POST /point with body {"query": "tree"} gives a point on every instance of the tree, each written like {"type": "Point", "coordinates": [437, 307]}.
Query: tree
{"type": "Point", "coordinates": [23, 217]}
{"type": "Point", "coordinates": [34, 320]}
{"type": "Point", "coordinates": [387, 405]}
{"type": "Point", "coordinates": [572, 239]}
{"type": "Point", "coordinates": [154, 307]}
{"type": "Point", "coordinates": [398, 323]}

**Prompt**
Can you reproduce all of the data above again, every line unchanged?

**Result for this task**
POST /point with body {"query": "tree"} gives a point on every instance of the tree, each written like {"type": "Point", "coordinates": [437, 307]}.
Query: tree
{"type": "Point", "coordinates": [23, 217]}
{"type": "Point", "coordinates": [34, 320]}
{"type": "Point", "coordinates": [387, 405]}
{"type": "Point", "coordinates": [572, 239]}
{"type": "Point", "coordinates": [154, 307]}
{"type": "Point", "coordinates": [398, 323]}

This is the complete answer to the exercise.